- [PROBLEM STATEMENT]: Go through the records and report each line in which the word "shoulder" occurs.

TASK DATA START

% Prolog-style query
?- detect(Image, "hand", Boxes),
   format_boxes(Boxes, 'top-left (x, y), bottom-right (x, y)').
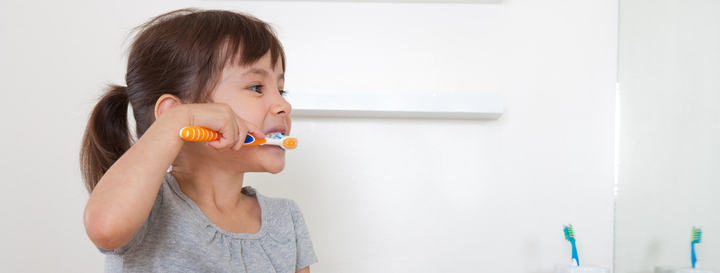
top-left (185, 103), bottom-right (265, 151)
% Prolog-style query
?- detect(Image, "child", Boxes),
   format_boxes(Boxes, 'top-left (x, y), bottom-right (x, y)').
top-left (80, 9), bottom-right (317, 272)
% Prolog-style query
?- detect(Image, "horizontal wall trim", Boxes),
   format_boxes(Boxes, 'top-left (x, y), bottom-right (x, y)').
top-left (214, 0), bottom-right (502, 3)
top-left (286, 90), bottom-right (503, 119)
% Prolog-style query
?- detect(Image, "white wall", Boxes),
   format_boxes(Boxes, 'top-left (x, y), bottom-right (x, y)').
top-left (615, 1), bottom-right (720, 272)
top-left (0, 0), bottom-right (618, 272)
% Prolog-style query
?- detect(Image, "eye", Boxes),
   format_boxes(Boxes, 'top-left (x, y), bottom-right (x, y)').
top-left (279, 90), bottom-right (287, 97)
top-left (248, 85), bottom-right (263, 93)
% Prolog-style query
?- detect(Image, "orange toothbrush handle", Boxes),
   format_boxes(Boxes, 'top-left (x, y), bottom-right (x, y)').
top-left (179, 126), bottom-right (220, 141)
top-left (179, 126), bottom-right (257, 144)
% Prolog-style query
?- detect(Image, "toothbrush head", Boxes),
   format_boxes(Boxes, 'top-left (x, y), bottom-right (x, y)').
top-left (282, 137), bottom-right (298, 149)
top-left (564, 225), bottom-right (576, 241)
top-left (264, 132), bottom-right (298, 150)
top-left (692, 227), bottom-right (702, 244)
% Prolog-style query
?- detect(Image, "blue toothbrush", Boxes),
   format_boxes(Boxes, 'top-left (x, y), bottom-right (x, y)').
top-left (564, 224), bottom-right (579, 266)
top-left (691, 227), bottom-right (702, 268)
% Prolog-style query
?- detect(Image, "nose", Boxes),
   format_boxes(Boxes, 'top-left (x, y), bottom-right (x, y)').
top-left (270, 89), bottom-right (292, 117)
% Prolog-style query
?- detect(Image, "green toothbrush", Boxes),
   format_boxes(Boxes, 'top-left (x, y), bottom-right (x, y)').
top-left (691, 227), bottom-right (702, 268)
top-left (564, 224), bottom-right (579, 266)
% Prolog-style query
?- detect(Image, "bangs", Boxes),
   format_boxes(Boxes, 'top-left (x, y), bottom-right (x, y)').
top-left (132, 9), bottom-right (285, 103)
top-left (203, 11), bottom-right (286, 101)
top-left (222, 21), bottom-right (285, 70)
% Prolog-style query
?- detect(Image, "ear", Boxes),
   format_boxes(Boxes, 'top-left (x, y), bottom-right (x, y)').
top-left (155, 94), bottom-right (182, 119)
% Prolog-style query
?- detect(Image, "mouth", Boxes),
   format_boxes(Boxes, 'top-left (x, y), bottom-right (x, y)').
top-left (264, 125), bottom-right (288, 138)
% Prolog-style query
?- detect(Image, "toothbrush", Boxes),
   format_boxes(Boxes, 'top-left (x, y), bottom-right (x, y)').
top-left (691, 227), bottom-right (702, 268)
top-left (179, 126), bottom-right (298, 150)
top-left (564, 224), bottom-right (580, 266)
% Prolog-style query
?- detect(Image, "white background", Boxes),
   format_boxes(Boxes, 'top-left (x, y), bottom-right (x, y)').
top-left (0, 0), bottom-right (617, 272)
top-left (615, 0), bottom-right (720, 272)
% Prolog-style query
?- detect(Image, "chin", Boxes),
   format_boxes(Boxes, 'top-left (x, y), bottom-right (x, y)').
top-left (264, 160), bottom-right (286, 174)
top-left (265, 166), bottom-right (285, 174)
top-left (240, 147), bottom-right (287, 173)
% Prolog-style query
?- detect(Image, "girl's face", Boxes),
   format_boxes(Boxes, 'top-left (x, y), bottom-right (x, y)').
top-left (211, 51), bottom-right (291, 173)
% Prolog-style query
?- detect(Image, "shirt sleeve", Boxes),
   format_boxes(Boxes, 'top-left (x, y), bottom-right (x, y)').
top-left (288, 200), bottom-right (318, 271)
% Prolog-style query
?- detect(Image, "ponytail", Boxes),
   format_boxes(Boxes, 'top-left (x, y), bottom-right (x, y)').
top-left (80, 85), bottom-right (133, 193)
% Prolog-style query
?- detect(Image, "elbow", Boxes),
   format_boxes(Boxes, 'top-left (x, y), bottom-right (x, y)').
top-left (84, 207), bottom-right (131, 251)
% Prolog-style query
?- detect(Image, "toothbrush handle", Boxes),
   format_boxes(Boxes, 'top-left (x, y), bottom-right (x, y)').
top-left (692, 242), bottom-right (697, 268)
top-left (179, 126), bottom-right (255, 144)
top-left (571, 240), bottom-right (579, 266)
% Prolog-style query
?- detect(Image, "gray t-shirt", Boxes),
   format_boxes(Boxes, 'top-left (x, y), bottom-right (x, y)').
top-left (101, 173), bottom-right (317, 272)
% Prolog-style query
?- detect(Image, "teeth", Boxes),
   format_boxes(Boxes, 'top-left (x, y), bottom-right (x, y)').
top-left (265, 132), bottom-right (285, 139)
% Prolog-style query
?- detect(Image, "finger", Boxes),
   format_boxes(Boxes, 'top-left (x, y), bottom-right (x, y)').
top-left (231, 117), bottom-right (267, 151)
top-left (230, 117), bottom-right (251, 151)
top-left (207, 127), bottom-right (235, 151)
top-left (245, 122), bottom-right (265, 140)
top-left (207, 111), bottom-right (240, 151)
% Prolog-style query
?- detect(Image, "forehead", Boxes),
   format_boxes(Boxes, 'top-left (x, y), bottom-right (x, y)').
top-left (221, 52), bottom-right (284, 81)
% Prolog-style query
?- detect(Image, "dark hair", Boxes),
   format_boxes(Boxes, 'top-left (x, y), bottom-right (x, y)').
top-left (80, 9), bottom-right (285, 192)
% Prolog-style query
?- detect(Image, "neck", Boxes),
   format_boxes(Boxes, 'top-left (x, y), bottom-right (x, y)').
top-left (170, 156), bottom-right (248, 210)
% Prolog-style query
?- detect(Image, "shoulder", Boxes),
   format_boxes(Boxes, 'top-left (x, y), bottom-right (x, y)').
top-left (244, 187), bottom-right (303, 222)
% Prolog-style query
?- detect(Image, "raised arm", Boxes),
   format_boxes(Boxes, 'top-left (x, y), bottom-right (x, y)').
top-left (83, 104), bottom-right (188, 250)
top-left (83, 99), bottom-right (262, 250)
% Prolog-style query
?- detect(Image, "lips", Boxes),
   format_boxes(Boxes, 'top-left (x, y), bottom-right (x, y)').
top-left (264, 125), bottom-right (288, 137)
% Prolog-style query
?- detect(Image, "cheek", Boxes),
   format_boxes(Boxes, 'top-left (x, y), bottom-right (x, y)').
top-left (238, 110), bottom-right (266, 129)
top-left (229, 101), bottom-right (265, 122)
top-left (211, 88), bottom-right (262, 119)
top-left (286, 116), bottom-right (292, 133)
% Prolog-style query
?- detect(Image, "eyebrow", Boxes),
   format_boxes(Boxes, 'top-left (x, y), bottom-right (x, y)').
top-left (242, 68), bottom-right (284, 81)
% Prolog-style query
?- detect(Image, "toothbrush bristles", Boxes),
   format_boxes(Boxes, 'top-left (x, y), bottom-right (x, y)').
top-left (564, 225), bottom-right (576, 241)
top-left (692, 227), bottom-right (702, 243)
top-left (266, 132), bottom-right (285, 139)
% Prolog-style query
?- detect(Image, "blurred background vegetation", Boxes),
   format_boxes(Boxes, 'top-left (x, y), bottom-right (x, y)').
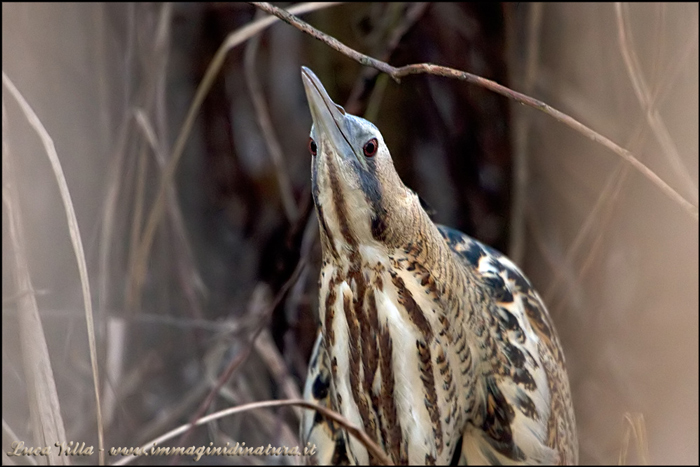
top-left (2, 3), bottom-right (697, 465)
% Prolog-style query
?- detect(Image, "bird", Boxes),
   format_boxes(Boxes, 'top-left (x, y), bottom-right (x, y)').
top-left (298, 66), bottom-right (578, 465)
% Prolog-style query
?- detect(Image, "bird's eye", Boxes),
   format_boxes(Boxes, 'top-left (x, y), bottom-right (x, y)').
top-left (363, 138), bottom-right (378, 157)
top-left (308, 138), bottom-right (317, 156)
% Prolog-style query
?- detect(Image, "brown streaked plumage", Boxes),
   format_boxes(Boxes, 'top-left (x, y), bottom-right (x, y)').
top-left (299, 66), bottom-right (578, 465)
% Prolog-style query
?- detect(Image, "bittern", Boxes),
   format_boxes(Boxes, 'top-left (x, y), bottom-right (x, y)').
top-left (299, 66), bottom-right (578, 465)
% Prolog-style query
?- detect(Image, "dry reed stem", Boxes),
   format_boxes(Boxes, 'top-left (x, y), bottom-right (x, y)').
top-left (98, 115), bottom-right (133, 315)
top-left (251, 1), bottom-right (699, 221)
top-left (132, 2), bottom-right (342, 311)
top-left (244, 18), bottom-right (300, 223)
top-left (3, 110), bottom-right (67, 467)
top-left (112, 399), bottom-right (392, 466)
top-left (126, 136), bottom-right (149, 311)
top-left (619, 412), bottom-right (649, 465)
top-left (345, 2), bottom-right (429, 115)
top-left (100, 3), bottom-right (174, 314)
top-left (508, 2), bottom-right (542, 264)
top-left (102, 318), bottom-right (127, 429)
top-left (3, 73), bottom-right (104, 464)
top-left (544, 99), bottom-right (661, 307)
top-left (552, 165), bottom-right (631, 317)
top-left (615, 3), bottom-right (698, 203)
top-left (174, 254), bottom-right (309, 450)
top-left (542, 162), bottom-right (627, 306)
top-left (254, 328), bottom-right (304, 416)
top-left (133, 108), bottom-right (207, 320)
top-left (546, 3), bottom-right (695, 310)
top-left (125, 4), bottom-right (183, 312)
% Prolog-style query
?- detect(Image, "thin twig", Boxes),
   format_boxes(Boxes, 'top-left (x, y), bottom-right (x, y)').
top-left (3, 73), bottom-right (105, 465)
top-left (543, 160), bottom-right (624, 305)
top-left (551, 165), bottom-right (631, 317)
top-left (244, 15), bottom-right (300, 223)
top-left (245, 400), bottom-right (301, 454)
top-left (508, 2), bottom-right (543, 263)
top-left (345, 2), bottom-right (429, 114)
top-left (250, 1), bottom-right (699, 221)
top-left (134, 379), bottom-right (210, 453)
top-left (100, 3), bottom-right (174, 315)
top-left (210, 372), bottom-right (300, 450)
top-left (255, 328), bottom-right (304, 418)
top-left (3, 105), bottom-right (68, 466)
top-left (7, 307), bottom-right (250, 334)
top-left (172, 207), bottom-right (317, 461)
top-left (132, 108), bottom-right (208, 324)
top-left (112, 399), bottom-right (393, 466)
top-left (174, 253), bottom-right (309, 453)
top-left (614, 2), bottom-right (698, 203)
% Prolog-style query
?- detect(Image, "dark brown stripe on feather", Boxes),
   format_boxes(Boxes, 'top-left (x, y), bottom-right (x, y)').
top-left (391, 274), bottom-right (433, 341)
top-left (315, 204), bottom-right (339, 260)
top-left (378, 318), bottom-right (403, 463)
top-left (323, 272), bottom-right (340, 348)
top-left (417, 339), bottom-right (444, 454)
top-left (343, 284), bottom-right (379, 463)
top-left (325, 145), bottom-right (356, 248)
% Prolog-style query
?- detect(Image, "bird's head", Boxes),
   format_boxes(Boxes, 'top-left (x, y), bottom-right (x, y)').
top-left (301, 66), bottom-right (416, 252)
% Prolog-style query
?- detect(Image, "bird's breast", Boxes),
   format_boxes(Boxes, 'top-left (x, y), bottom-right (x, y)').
top-left (318, 244), bottom-right (473, 465)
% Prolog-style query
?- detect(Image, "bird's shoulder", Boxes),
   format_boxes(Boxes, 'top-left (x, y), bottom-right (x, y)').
top-left (436, 225), bottom-right (577, 464)
top-left (436, 224), bottom-right (563, 363)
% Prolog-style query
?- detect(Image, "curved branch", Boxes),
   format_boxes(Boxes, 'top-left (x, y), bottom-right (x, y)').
top-left (111, 399), bottom-right (392, 466)
top-left (250, 1), bottom-right (698, 221)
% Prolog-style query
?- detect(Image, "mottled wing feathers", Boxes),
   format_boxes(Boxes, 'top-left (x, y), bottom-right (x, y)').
top-left (438, 226), bottom-right (578, 465)
top-left (302, 224), bottom-right (577, 465)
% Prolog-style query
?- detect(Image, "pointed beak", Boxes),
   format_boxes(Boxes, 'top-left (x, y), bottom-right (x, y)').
top-left (301, 66), bottom-right (365, 168)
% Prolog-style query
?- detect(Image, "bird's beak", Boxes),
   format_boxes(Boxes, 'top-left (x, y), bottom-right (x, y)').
top-left (301, 66), bottom-right (366, 169)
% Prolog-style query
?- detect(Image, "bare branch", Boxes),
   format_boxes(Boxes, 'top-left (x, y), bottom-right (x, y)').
top-left (250, 1), bottom-right (699, 221)
top-left (112, 399), bottom-right (393, 466)
top-left (509, 2), bottom-right (543, 263)
top-left (174, 225), bottom-right (311, 451)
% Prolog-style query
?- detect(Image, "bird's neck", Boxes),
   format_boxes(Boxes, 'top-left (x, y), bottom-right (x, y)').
top-left (319, 191), bottom-right (479, 322)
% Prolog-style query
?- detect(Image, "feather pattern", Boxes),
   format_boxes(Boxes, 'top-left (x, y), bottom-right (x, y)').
top-left (302, 225), bottom-right (578, 465)
top-left (299, 66), bottom-right (577, 465)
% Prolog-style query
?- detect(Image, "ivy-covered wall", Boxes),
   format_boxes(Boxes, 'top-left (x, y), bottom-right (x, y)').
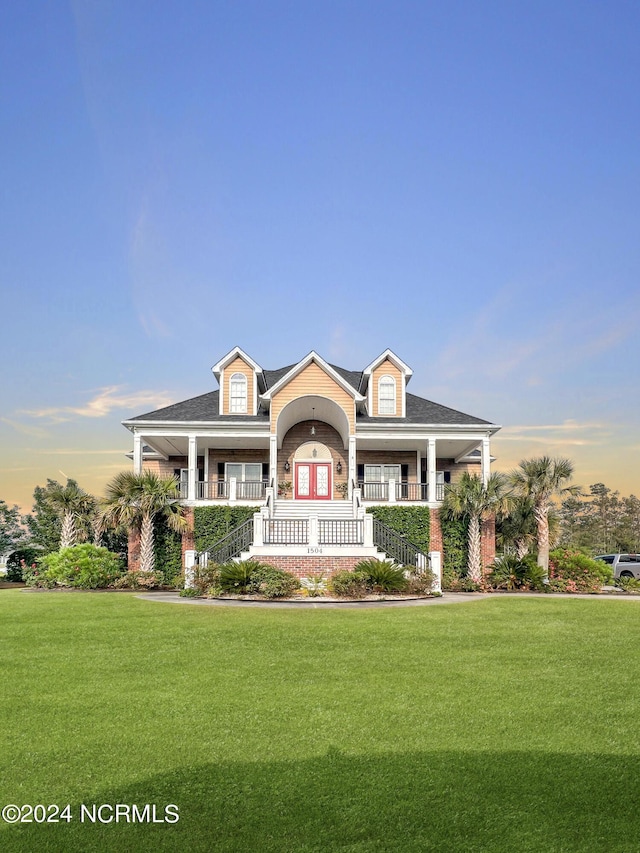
top-left (440, 515), bottom-right (469, 581)
top-left (366, 506), bottom-right (430, 555)
top-left (194, 506), bottom-right (257, 552)
top-left (153, 517), bottom-right (183, 584)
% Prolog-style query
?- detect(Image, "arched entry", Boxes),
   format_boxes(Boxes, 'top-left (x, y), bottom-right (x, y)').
top-left (293, 442), bottom-right (332, 500)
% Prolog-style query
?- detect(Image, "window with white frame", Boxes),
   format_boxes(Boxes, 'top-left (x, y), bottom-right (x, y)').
top-left (225, 463), bottom-right (262, 482)
top-left (229, 372), bottom-right (248, 413)
top-left (378, 374), bottom-right (396, 414)
top-left (364, 464), bottom-right (401, 483)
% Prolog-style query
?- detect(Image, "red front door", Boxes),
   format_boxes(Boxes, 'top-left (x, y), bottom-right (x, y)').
top-left (295, 463), bottom-right (331, 500)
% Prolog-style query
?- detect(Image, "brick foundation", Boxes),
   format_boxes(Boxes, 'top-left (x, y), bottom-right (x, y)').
top-left (249, 555), bottom-right (373, 578)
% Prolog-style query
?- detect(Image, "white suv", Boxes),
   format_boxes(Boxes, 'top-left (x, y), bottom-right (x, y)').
top-left (595, 554), bottom-right (640, 580)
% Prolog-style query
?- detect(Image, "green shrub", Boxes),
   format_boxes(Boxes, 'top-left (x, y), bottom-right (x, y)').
top-left (615, 575), bottom-right (640, 593)
top-left (354, 559), bottom-right (408, 593)
top-left (440, 515), bottom-right (468, 580)
top-left (113, 570), bottom-right (165, 590)
top-left (246, 565), bottom-right (299, 599)
top-left (5, 548), bottom-right (42, 583)
top-left (548, 548), bottom-right (611, 593)
top-left (191, 564), bottom-right (222, 596)
top-left (179, 587), bottom-right (200, 597)
top-left (31, 544), bottom-right (123, 589)
top-left (329, 570), bottom-right (370, 598)
top-left (405, 569), bottom-right (436, 595)
top-left (219, 561), bottom-right (254, 593)
top-left (489, 554), bottom-right (545, 591)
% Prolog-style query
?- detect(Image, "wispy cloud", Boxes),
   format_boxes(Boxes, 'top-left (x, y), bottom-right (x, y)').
top-left (27, 448), bottom-right (129, 455)
top-left (19, 386), bottom-right (173, 422)
top-left (0, 417), bottom-right (50, 438)
top-left (496, 420), bottom-right (612, 447)
top-left (432, 288), bottom-right (640, 388)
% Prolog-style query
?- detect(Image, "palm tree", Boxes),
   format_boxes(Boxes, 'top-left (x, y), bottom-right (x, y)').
top-left (101, 471), bottom-right (190, 573)
top-left (509, 457), bottom-right (580, 577)
top-left (441, 472), bottom-right (512, 582)
top-left (497, 496), bottom-right (560, 559)
top-left (46, 480), bottom-right (95, 549)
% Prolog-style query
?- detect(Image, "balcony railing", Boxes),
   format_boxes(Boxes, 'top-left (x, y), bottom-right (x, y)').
top-left (264, 519), bottom-right (308, 545)
top-left (177, 480), bottom-right (266, 501)
top-left (358, 481), bottom-right (444, 502)
top-left (319, 519), bottom-right (364, 545)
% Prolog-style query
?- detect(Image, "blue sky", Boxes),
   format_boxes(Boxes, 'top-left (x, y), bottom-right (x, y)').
top-left (1, 0), bottom-right (639, 511)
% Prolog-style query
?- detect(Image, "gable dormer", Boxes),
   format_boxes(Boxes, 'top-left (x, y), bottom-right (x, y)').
top-left (361, 350), bottom-right (412, 418)
top-left (211, 347), bottom-right (262, 416)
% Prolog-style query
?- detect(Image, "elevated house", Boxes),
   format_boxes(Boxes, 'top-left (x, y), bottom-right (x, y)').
top-left (123, 347), bottom-right (500, 585)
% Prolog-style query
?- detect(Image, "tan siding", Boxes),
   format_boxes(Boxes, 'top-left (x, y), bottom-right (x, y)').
top-left (270, 362), bottom-right (355, 432)
top-left (222, 355), bottom-right (254, 415)
top-left (371, 360), bottom-right (403, 416)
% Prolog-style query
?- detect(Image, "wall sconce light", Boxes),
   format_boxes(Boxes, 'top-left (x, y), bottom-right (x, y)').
top-left (284, 461), bottom-right (290, 473)
top-left (310, 407), bottom-right (316, 435)
top-left (336, 460), bottom-right (342, 474)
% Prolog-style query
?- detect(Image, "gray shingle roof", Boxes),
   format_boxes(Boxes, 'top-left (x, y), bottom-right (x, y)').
top-left (126, 365), bottom-right (493, 426)
top-left (357, 392), bottom-right (492, 426)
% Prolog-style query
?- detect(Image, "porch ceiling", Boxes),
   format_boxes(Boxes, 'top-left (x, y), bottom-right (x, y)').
top-left (355, 436), bottom-right (481, 457)
top-left (141, 434), bottom-right (271, 457)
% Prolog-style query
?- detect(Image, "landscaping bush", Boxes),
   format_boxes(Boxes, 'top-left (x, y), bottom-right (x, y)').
top-left (112, 570), bottom-right (165, 590)
top-left (190, 563), bottom-right (222, 596)
top-left (354, 559), bottom-right (408, 593)
top-left (246, 564), bottom-right (299, 599)
top-left (329, 570), bottom-right (370, 598)
top-left (5, 548), bottom-right (42, 582)
top-left (489, 554), bottom-right (545, 591)
top-left (29, 544), bottom-right (123, 589)
top-left (615, 575), bottom-right (640, 593)
top-left (405, 569), bottom-right (437, 595)
top-left (218, 561), bottom-right (254, 593)
top-left (548, 548), bottom-right (612, 593)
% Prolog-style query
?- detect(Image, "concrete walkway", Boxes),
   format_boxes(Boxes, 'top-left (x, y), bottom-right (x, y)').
top-left (136, 590), bottom-right (640, 609)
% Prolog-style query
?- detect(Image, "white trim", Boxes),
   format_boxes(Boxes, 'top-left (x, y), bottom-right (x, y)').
top-left (362, 348), bottom-right (413, 381)
top-left (260, 351), bottom-right (365, 402)
top-left (211, 346), bottom-right (263, 376)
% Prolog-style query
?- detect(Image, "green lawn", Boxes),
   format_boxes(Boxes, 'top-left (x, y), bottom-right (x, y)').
top-left (1, 591), bottom-right (639, 852)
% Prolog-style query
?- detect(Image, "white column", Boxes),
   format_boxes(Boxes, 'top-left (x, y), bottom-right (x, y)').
top-left (203, 447), bottom-right (209, 499)
top-left (229, 477), bottom-right (237, 503)
top-left (253, 512), bottom-right (264, 546)
top-left (428, 551), bottom-right (442, 593)
top-left (269, 435), bottom-right (278, 490)
top-left (188, 435), bottom-right (197, 501)
top-left (363, 512), bottom-right (373, 547)
top-left (388, 479), bottom-right (396, 502)
top-left (348, 436), bottom-right (356, 498)
top-left (427, 438), bottom-right (436, 503)
top-left (308, 515), bottom-right (319, 547)
top-left (481, 436), bottom-right (491, 486)
top-left (184, 550), bottom-right (196, 588)
top-left (133, 434), bottom-right (143, 474)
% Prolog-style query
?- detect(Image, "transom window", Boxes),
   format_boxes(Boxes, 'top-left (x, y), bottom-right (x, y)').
top-left (364, 464), bottom-right (401, 483)
top-left (229, 372), bottom-right (248, 413)
top-left (378, 375), bottom-right (396, 414)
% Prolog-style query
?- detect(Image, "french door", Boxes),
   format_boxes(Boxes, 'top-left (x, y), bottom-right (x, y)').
top-left (295, 463), bottom-right (331, 500)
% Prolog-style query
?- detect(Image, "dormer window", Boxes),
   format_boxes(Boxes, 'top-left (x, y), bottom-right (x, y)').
top-left (230, 373), bottom-right (247, 413)
top-left (378, 375), bottom-right (396, 415)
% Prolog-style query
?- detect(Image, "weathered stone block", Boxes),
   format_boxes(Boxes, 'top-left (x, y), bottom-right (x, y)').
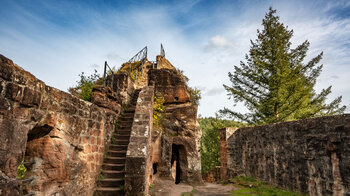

TASK DATA END

- [ANSWER TO THIS EXERCISE]:
?- detect(Image, "shoulder", Boxes),
?- detect(Image, "bird's shoulder", Boxes),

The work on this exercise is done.